Point-per-instance localization data:
******
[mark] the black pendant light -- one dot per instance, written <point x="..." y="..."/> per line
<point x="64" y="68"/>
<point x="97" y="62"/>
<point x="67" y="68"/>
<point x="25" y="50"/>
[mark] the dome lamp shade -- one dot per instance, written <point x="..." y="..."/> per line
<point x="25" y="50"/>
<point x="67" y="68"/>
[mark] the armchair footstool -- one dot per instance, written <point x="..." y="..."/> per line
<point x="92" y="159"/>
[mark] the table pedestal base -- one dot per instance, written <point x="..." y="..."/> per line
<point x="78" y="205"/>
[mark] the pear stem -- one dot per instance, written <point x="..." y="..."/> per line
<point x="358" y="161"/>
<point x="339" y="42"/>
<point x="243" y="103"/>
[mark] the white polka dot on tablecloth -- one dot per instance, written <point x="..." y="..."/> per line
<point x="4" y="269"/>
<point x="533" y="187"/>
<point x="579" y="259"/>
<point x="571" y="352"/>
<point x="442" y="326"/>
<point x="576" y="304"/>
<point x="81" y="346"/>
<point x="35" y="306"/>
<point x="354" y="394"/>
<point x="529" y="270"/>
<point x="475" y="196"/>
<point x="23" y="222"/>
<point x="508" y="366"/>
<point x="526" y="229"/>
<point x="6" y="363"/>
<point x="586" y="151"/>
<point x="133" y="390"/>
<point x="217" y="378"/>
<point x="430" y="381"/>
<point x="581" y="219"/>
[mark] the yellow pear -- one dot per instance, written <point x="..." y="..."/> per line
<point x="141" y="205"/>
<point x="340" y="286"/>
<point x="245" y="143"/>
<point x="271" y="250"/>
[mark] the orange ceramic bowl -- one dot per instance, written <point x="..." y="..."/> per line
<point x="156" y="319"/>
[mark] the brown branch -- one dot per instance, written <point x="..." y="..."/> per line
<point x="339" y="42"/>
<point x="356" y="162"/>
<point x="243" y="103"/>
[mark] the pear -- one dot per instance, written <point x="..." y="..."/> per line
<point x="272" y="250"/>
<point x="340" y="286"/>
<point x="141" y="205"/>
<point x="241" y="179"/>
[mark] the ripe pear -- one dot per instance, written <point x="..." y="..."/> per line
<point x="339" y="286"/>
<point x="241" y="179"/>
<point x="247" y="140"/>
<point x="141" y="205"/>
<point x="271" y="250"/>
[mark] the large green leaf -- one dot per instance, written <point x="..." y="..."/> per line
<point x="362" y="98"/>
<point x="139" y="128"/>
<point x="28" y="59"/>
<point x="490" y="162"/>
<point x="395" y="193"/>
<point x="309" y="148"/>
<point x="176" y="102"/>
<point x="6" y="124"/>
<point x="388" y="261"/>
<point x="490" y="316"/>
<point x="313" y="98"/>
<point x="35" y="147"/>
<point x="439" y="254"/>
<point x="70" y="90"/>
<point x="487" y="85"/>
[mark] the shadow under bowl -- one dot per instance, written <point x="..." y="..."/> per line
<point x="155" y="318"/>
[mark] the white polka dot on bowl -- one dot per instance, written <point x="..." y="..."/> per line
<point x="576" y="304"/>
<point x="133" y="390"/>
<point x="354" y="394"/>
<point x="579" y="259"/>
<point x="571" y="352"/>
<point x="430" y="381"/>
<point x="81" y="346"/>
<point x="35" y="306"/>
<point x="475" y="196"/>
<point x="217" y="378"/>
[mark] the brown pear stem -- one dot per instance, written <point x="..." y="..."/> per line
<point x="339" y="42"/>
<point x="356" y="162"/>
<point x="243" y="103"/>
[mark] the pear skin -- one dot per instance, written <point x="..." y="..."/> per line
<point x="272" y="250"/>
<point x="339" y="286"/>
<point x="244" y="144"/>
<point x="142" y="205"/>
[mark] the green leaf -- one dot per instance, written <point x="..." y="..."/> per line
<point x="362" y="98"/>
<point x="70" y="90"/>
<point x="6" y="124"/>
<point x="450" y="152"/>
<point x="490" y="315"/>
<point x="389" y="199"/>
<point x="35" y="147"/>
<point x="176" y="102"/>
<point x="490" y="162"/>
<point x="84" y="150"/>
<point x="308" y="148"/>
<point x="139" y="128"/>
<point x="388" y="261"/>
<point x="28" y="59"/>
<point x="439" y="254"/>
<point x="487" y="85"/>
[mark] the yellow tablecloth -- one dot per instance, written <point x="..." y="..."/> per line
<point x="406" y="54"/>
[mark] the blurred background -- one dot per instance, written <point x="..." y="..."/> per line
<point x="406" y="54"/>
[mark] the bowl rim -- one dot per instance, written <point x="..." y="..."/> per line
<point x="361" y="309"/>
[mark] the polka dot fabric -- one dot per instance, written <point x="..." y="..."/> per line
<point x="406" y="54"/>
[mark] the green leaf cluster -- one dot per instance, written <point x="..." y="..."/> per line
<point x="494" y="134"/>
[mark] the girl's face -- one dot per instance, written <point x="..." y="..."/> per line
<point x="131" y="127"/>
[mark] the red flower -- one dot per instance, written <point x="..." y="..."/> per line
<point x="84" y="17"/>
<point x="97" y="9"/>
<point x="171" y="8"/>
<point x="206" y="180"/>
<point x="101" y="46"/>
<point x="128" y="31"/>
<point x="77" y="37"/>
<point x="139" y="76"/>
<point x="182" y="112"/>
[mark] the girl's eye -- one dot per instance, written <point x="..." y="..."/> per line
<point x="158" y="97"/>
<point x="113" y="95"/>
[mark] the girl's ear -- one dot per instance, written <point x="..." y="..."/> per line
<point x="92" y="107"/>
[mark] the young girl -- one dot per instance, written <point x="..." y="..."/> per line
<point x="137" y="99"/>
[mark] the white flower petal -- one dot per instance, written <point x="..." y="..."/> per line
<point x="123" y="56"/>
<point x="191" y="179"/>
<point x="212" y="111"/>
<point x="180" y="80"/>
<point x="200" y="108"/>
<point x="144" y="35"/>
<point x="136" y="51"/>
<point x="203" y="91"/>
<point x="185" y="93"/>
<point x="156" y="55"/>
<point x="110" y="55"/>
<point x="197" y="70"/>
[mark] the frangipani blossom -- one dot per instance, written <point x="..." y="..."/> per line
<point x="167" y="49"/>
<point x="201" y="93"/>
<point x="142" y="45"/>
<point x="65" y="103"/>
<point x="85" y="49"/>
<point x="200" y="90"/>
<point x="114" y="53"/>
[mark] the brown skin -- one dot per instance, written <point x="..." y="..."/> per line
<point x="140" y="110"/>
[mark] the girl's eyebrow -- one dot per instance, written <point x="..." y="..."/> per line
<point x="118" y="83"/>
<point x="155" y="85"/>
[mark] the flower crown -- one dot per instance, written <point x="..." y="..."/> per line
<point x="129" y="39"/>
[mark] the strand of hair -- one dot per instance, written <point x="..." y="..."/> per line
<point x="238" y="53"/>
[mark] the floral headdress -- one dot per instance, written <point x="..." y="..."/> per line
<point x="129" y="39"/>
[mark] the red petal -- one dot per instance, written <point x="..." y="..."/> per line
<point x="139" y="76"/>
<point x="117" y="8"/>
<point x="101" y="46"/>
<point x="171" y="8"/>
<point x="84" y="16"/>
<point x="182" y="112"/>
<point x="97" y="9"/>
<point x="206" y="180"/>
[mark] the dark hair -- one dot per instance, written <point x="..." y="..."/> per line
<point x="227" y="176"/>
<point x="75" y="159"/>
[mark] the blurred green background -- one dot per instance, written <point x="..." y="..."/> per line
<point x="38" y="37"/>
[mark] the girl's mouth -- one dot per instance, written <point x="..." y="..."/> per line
******
**Task item**.
Print the records once more, exactly as they were given.

**Answer to this exercise**.
[mark] the black pendant light -- one dot per instance, written <point x="..." y="..."/> per line
<point x="64" y="68"/>
<point x="97" y="62"/>
<point x="67" y="68"/>
<point x="25" y="50"/>
[mark] the dome lamp shade -- one dot per instance, written <point x="..." y="..."/> per line
<point x="25" y="50"/>
<point x="67" y="68"/>
[mark] the armchair footstool -- one dot per instance, written <point x="..." y="..."/> per line
<point x="92" y="159"/>
[mark] the table pedestal base -- one dot per instance, written <point x="..." y="..."/> per line
<point x="78" y="205"/>
[mark] the pear stem -- one dot per instance, written <point x="..." y="..."/> per line
<point x="358" y="161"/>
<point x="339" y="42"/>
<point x="243" y="103"/>
[mark] the white polka dot on tablecloth -- one dot per instance, written <point x="..." y="..."/> per line
<point x="4" y="269"/>
<point x="533" y="187"/>
<point x="579" y="259"/>
<point x="571" y="352"/>
<point x="442" y="326"/>
<point x="576" y="304"/>
<point x="81" y="346"/>
<point x="35" y="306"/>
<point x="354" y="394"/>
<point x="529" y="270"/>
<point x="475" y="196"/>
<point x="23" y="222"/>
<point x="508" y="366"/>
<point x="526" y="229"/>
<point x="6" y="363"/>
<point x="586" y="151"/>
<point x="133" y="390"/>
<point x="217" y="378"/>
<point x="430" y="381"/>
<point x="581" y="219"/>
[mark] the yellow pear -- one dot per instance, written <point x="..." y="..."/> per line
<point x="141" y="205"/>
<point x="340" y="286"/>
<point x="245" y="143"/>
<point x="271" y="250"/>
[mark] the orange ceramic bowl -- one dot per instance, written <point x="..." y="..."/> per line
<point x="156" y="319"/>
[mark] the brown branch -- one dot per instance, written <point x="..." y="..."/> per line
<point x="339" y="42"/>
<point x="356" y="162"/>
<point x="243" y="103"/>
[mark] the pear -- one dot per instance, written <point x="..." y="..."/> per line
<point x="272" y="250"/>
<point x="340" y="286"/>
<point x="141" y="205"/>
<point x="241" y="179"/>
[mark] the ripe pear -- one dot per instance, written <point x="..." y="..."/> per line
<point x="339" y="286"/>
<point x="241" y="179"/>
<point x="247" y="140"/>
<point x="141" y="205"/>
<point x="271" y="250"/>
[mark] the large green leaf -- one dot per instance, written <point x="..." y="..."/> per line
<point x="362" y="98"/>
<point x="139" y="128"/>
<point x="28" y="59"/>
<point x="490" y="162"/>
<point x="395" y="193"/>
<point x="309" y="148"/>
<point x="176" y="102"/>
<point x="6" y="124"/>
<point x="388" y="261"/>
<point x="490" y="316"/>
<point x="313" y="98"/>
<point x="35" y="147"/>
<point x="439" y="254"/>
<point x="70" y="90"/>
<point x="487" y="85"/>
[mark] the shadow under bowl -- one dot per instance, written <point x="..." y="..."/> per line
<point x="155" y="318"/>
[mark] the white polka dot on bowl -- one dot per instance, written <point x="..." y="..."/> per line
<point x="576" y="304"/>
<point x="133" y="390"/>
<point x="354" y="394"/>
<point x="579" y="259"/>
<point x="571" y="352"/>
<point x="430" y="381"/>
<point x="81" y="346"/>
<point x="35" y="306"/>
<point x="475" y="196"/>
<point x="217" y="378"/>
[mark] the brown pear stem -- one dot per instance, written <point x="..." y="..."/> per line
<point x="339" y="42"/>
<point x="356" y="162"/>
<point x="243" y="103"/>
[mark] the pear skin -- one dot per instance, written <point x="..." y="..."/> per line
<point x="272" y="250"/>
<point x="339" y="286"/>
<point x="244" y="144"/>
<point x="142" y="205"/>
[mark] the green leaf -- one dot per instance, written <point x="..." y="..."/> per line
<point x="362" y="98"/>
<point x="70" y="90"/>
<point x="6" y="124"/>
<point x="450" y="152"/>
<point x="490" y="315"/>
<point x="389" y="199"/>
<point x="35" y="147"/>
<point x="176" y="102"/>
<point x="490" y="162"/>
<point x="84" y="150"/>
<point x="308" y="148"/>
<point x="139" y="128"/>
<point x="388" y="261"/>
<point x="28" y="59"/>
<point x="439" y="254"/>
<point x="487" y="85"/>
[mark] the yellow tablecloth -- one dot per instance, written <point x="..." y="..."/> per line
<point x="406" y="54"/>
[mark] the blurred background -- one dot per instance, written <point x="..." y="..."/> per line
<point x="406" y="54"/>
[mark] the bowl rim -- one dot per instance, written <point x="..." y="..."/> per line
<point x="361" y="309"/>
[mark] the polka dot fabric -- one dot per instance, written <point x="..." y="..."/> per line
<point x="406" y="54"/>
[mark] the green leaf cluster -- one dot per instance, written <point x="..." y="..."/> per line
<point x="494" y="134"/>
[mark] the girl's face -- one dot per instance, written <point x="..." y="..."/> per line
<point x="131" y="127"/>
[mark] the red flower -- one dot per instance, written <point x="..." y="..."/> per line
<point x="84" y="17"/>
<point x="97" y="9"/>
<point x="171" y="8"/>
<point x="206" y="180"/>
<point x="101" y="46"/>
<point x="128" y="31"/>
<point x="77" y="37"/>
<point x="139" y="76"/>
<point x="182" y="112"/>
[mark] the girl's eye -- one dot per instance, written <point x="..." y="..."/> per line
<point x="158" y="97"/>
<point x="113" y="95"/>
[mark] the girl's ear -- one dot per instance, written <point x="..." y="..."/> per line
<point x="92" y="107"/>
[mark] the young girl -- one dot per instance, written <point x="..." y="..."/> per line
<point x="137" y="99"/>
[mark] the white flower petal -- one dot per instance, written <point x="..." y="..."/> per line
<point x="123" y="56"/>
<point x="191" y="179"/>
<point x="212" y="111"/>
<point x="180" y="80"/>
<point x="200" y="108"/>
<point x="144" y="35"/>
<point x="136" y="51"/>
<point x="203" y="91"/>
<point x="185" y="93"/>
<point x="156" y="55"/>
<point x="110" y="55"/>
<point x="197" y="70"/>
[mark] the frangipani blossom -- one dot per instance, written <point x="..." y="..."/> per line
<point x="167" y="49"/>
<point x="201" y="93"/>
<point x="142" y="45"/>
<point x="65" y="103"/>
<point x="85" y="49"/>
<point x="200" y="90"/>
<point x="114" y="53"/>
[mark] the brown skin -- one dot per instance, written <point x="..." y="..."/> per line
<point x="140" y="110"/>
[mark] the girl's eyebrow -- one dot per instance, written <point x="..." y="..."/> per line
<point x="118" y="83"/>
<point x="155" y="85"/>
[mark] the flower crown -- one dot per instance, written <point x="..." y="..."/> per line
<point x="129" y="39"/>
[mark] the strand of hair -- one dot per instance, written <point x="..." y="..."/> per line
<point x="238" y="53"/>
[mark] the floral headdress -- one dot per instance, written <point x="..." y="..."/> per line
<point x="129" y="39"/>
[mark] the red petal -- one dot per instance, written <point x="..." y="..."/> per line
<point x="139" y="76"/>
<point x="117" y="8"/>
<point x="101" y="46"/>
<point x="171" y="8"/>
<point x="84" y="16"/>
<point x="182" y="112"/>
<point x="97" y="9"/>
<point x="206" y="180"/>
[mark] the dark hair -- one dot per instance, written <point x="..." y="..."/> per line
<point x="227" y="176"/>
<point x="75" y="159"/>
[mark] the blurred green background -- one dot per instance, written <point x="..." y="..."/> per line
<point x="38" y="37"/>
[mark] the girl's mouth -- one dot per instance, written <point x="..." y="..."/> per line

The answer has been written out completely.